**WHAT YOU WILL DO:**
- a) In the forum thread on "rare bird" expressions, what does the Russian phrase белая ворона literally mean?
- b) Please carry on the forum thread on "rare bird" expressions from the point where it stops.

# rare bird (weird person)



## amikama

Hi, what is the equivalent expression in your language for "rare bird", i.e. a strange person that has some peculiarity or unusual behavior?


----------



## amikama

Hebrew:

*עוף מוזר* - lit. "strange bird"


----------



## pimlicodude

In Russian: белая ворона, byElaya vorOna (a white crow).


----------



## Abaye

Latin: rara avis.


----------



## Ghabi

Abaye said:


> Latin: rara avis.


It means "a strange person" in Latin?


----------



## Ghabi

Roxxxannne said:


> rara avis = 'rare bird


Is it used in Latin to mean a strange person or a rare thing or both?


----------



## סייבר־שד

In Mexican Spanish, at least, I don't think there's any avian-related label for such individuals, we prefer bugs, rather. 

*bicho raro *= "strange bug"


----------



## Roxxxannne

Ghabi said:


> Is it used in Latin to mean a strange person or a rare thing or both?


Sorry, I deleted my post between #5 and #6 as soon as I wrote because I thought I had misunderstood your question.  Now I understand it.
Literally, rara avis = rare bird.
Juvenal (Satire 6, line 165) uses it to mean a rare kind of person: an ideal person and therefore a rare thing.  
I don't know whether it was ever used in Latin to mean a strange (in the sense of odd) person.


----------



## Penyafort

Ghabi said:


> Is it used in Latin to mean a strange person or a rare thing or both?



I'd say it's European languages which use the Latinism _rara avis _more than Latin writers did.

But yes, as Roxxxannne says, Juvenal used it in his Satires, and he probably took it from Persius.


----------



## apmoy70

I think we must be a minority here, we don't use such a metaphor at all.

Such persons are either
(I)*«Παράξενος, -νη, -νο»* [pa.ˈɾa.k͡s̠e.no̞s̠] (masc.), [pa.ˈɾa.k͡s̠e.ni] (fem.), [pa.ˈɾa.k͡s̠e.no̞] (neut.) --> _strange, odd, weird_  < Classical adj. *«παράξενος» părắksĕnŏs* --> _half-foreign, counterfeit, strange, extraordinary_, a compound: Classical prefix & preposition *«παρά» părắ* + Classical nominal *«ξένος» ksénŏs* --> _foreigner, guest, host_ (earlier «ξένϝoς» ksénwŏs, Mycenaean syllabary ke-se-nu-wo). The semantic agreement with the old PIE word for 'foreigner, guest', seen in Lat. _hostis_ 'foreigner, enemy', Go. _gasts_ 'guest', OCS _гость_ 'id.', IE *gʰosti-, has led to attempts to connect these with _ξένος_, assuming a root etymology *gʰes-. The word _ξένος_ however could be Pre-Greek; or,

(II)*«Σπάνιος, -ια, -ιο»* [ˈs̠pa.ni.o̞s̠] (masc.), [ˈs̠pa.ni.a] (fem.), [ˈs̠pa.ni.o̞] (neut.) --> _rare, exceptional, infrequent_ < Classical nominal *«σπάνιος» spắnĭŏs* --> _rare, uncommon, scarce, scanty_ < Classical fem. noun *«σπάνις» spắnĭs* --> _the condition of something being scarce or deficient_ (of unknown etymology).

**PROVIDED INFORMATION:**
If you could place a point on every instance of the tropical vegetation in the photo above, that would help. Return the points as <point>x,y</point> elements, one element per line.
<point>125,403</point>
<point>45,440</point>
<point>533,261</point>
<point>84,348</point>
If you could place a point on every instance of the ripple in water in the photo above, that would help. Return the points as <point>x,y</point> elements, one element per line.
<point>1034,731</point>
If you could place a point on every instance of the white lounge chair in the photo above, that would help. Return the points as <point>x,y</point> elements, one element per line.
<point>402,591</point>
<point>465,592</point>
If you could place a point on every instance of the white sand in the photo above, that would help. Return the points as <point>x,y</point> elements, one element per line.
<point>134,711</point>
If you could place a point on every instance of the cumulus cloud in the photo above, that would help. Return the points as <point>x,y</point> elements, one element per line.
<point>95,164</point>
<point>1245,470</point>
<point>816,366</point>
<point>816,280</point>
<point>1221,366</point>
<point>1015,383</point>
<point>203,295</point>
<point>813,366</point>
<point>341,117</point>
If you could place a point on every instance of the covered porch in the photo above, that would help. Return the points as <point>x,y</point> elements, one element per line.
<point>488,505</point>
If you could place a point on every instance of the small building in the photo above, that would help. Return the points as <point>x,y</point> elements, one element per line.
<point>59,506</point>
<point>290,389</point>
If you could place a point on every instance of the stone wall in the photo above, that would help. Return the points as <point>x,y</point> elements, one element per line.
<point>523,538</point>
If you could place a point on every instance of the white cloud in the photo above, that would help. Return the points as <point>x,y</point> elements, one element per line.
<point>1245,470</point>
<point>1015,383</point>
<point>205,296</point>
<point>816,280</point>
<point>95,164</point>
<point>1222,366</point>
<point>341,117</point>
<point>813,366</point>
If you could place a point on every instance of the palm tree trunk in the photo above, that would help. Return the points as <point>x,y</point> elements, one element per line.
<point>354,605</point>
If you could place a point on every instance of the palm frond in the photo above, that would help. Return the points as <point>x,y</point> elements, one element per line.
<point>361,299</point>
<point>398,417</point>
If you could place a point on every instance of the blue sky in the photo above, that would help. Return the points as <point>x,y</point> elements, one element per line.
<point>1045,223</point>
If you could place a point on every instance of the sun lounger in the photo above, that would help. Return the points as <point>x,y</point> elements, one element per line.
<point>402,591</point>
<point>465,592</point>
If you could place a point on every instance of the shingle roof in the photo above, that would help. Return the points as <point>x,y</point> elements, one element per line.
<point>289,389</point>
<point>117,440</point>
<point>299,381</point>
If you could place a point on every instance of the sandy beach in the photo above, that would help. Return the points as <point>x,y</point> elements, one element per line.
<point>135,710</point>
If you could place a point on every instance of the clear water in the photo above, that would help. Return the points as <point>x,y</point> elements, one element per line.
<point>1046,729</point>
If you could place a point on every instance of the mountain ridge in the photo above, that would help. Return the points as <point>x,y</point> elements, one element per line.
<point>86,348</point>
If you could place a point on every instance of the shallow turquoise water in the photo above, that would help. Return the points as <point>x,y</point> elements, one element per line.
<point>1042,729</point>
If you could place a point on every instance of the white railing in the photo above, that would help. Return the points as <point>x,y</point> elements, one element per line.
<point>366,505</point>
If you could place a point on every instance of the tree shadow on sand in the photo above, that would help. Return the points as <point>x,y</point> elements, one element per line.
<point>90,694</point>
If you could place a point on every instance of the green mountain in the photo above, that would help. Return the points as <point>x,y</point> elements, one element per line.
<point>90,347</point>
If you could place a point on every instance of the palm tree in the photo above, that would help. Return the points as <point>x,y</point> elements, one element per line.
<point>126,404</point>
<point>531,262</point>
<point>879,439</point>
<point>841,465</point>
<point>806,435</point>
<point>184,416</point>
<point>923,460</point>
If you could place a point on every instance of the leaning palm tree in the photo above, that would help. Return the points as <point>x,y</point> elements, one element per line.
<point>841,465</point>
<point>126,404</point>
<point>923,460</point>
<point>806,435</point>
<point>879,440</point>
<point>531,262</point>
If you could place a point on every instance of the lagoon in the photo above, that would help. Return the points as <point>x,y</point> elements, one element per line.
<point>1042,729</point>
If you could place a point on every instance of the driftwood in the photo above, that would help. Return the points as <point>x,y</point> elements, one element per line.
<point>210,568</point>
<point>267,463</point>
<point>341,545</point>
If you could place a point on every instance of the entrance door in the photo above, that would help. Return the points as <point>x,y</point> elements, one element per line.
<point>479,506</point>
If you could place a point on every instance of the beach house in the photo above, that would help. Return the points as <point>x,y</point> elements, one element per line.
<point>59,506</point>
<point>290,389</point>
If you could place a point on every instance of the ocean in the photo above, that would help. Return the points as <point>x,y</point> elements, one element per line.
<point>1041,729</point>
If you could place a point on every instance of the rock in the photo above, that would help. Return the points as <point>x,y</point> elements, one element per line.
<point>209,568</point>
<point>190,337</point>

**ANSWERS TO THE TASKS:**
- a) A white crow.

- b)
----------



## Ghabi

amikama said:


> *עוף מוזר* - lit. "strange bird"





סייבר־שד said:


> *bicho raro *= "strange bug"


Is the expression positive, negative or neutral? Can you use it to praise someone? Thanks!


----------



## Penyafort

apmoy70 said:


> I think we must be a minority here, we don't use such a metaphor at all.



What about _a white blackbird_? The expression, seen in languages like French or Spanish (_*un merle blanc*_, _*un mirlo blanco*_) to refer to someone exceptional or rare, apparently had its origins in Ancient Greek.


----------



## amikama

Answering for the Hebrew expression:



Ghabi said:


> Is the expression positive, negative or neutral?


Usually neutral, may be negative, depending on the context.



Ghabi said:


> Can you use it to praise someone?


No.


----------



## apmoy70

Penyafort said:


> What about _a white blackbird_? The expression, seen in languages like French or Spanish (_*un merle blanc*_, _*un mirlo blanco*_) to refer to someone exceptional or rare, apparently had its origins in Ancient Greek.


Νo, I'm afraid not, it's been lost in time, not even the Byzantines used a similar expression. Do you happen to know the name of the rare bird in ancient Greek? I found it in MoGr (and we don't use it in any metaphor) but I haven't been able to find it in AnGr (that, or I'm getting old)


----------



## alfaalfa

Ciao,
we have _la mosca bianca_ ( the white fly) and  _la bestia rara _( the rare beast).
In the Italian dictionaries there's _ Rara avis _(fem.  noun) with the meaning of "rare bird" but it's not commonly used.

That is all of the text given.